[Stored records]
--- START ---
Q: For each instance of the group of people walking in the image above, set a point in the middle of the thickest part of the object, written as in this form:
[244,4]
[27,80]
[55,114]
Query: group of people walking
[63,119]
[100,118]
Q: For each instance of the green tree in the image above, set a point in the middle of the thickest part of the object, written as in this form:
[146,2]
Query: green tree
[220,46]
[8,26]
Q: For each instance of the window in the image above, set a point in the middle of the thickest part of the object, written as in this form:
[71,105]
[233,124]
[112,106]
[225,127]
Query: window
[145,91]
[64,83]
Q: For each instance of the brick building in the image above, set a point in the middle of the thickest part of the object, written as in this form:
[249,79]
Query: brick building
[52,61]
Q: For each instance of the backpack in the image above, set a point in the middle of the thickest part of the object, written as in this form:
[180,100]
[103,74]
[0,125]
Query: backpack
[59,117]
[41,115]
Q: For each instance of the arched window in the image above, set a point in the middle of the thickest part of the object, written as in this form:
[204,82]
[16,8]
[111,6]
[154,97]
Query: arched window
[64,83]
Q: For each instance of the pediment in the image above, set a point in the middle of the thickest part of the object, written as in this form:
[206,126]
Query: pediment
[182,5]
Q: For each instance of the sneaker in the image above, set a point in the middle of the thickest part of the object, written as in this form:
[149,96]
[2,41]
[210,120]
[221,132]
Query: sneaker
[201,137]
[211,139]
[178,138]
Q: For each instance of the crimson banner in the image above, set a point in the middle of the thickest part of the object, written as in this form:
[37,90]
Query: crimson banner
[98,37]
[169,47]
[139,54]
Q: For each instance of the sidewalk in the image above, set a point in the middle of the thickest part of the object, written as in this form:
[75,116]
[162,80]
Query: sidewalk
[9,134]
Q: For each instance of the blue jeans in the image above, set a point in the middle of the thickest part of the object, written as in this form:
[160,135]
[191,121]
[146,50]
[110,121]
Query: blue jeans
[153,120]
--- END ---
**YOUR ASSIGNMENT**: Output every record above in full, exactly as it reads.

**EXERCISE ANSWER**:
Q: For each instance of the group of people walking in the image above, set a point in the middle of the thickest part of the object, written as in this form:
[244,4]
[27,80]
[55,114]
Query: group of people walking
[63,119]
[100,118]
Q: For each instance of the green tree in the image above, set a point in the middle of the thickest part of the object, written as in this form:
[146,2]
Query: green tree
[220,46]
[8,26]
Q: For each instance of the window in the image above, set a point in the middle of the thickest part of the object, written as in this form:
[71,105]
[233,124]
[112,106]
[225,127]
Query: window
[145,91]
[64,83]
Q: For each instance of the brick building in the image above, set a point in the middle of the thickest part of the object, written as in this form:
[249,79]
Query: brick building
[52,61]
Q: For each instance of the backpack in the image above, set a point in the middle of the thickest part of the object, written as in this form:
[180,100]
[103,74]
[0,125]
Query: backpack
[59,117]
[41,115]
Q: For each instance of the arched window in the image above, set a point in the middle of the thickest part of the object, written as in this form:
[204,82]
[16,8]
[111,6]
[154,97]
Query: arched window
[64,83]
Q: For each instance of the pediment in the image above, set a point in the middle of the thickest part of the object, written as in this form:
[206,126]
Query: pediment
[182,5]
Q: For each instance of the sneaker in the image above, set a point in the middle of the thickest part of the object, written as in this form:
[149,96]
[2,41]
[210,120]
[221,132]
Query: sneaker
[201,137]
[211,139]
[178,138]
Q: For each instance of the crimson banner in the image above, set a point in the middle of the thickest part of the object, written as in this form:
[37,90]
Query: crimson banner
[98,37]
[169,47]
[139,54]
Q: For each instance of the sidewalk in the image above, set a point in the middle of the thickest part of the object, written as in this form:
[75,116]
[162,80]
Query: sidewalk
[9,134]
Q: For each instance of the blue jeans in the image above, set a point in the middle of the thickest part of the object, written as in this form:
[160,135]
[191,121]
[146,50]
[110,121]
Query: blue jeans
[153,120]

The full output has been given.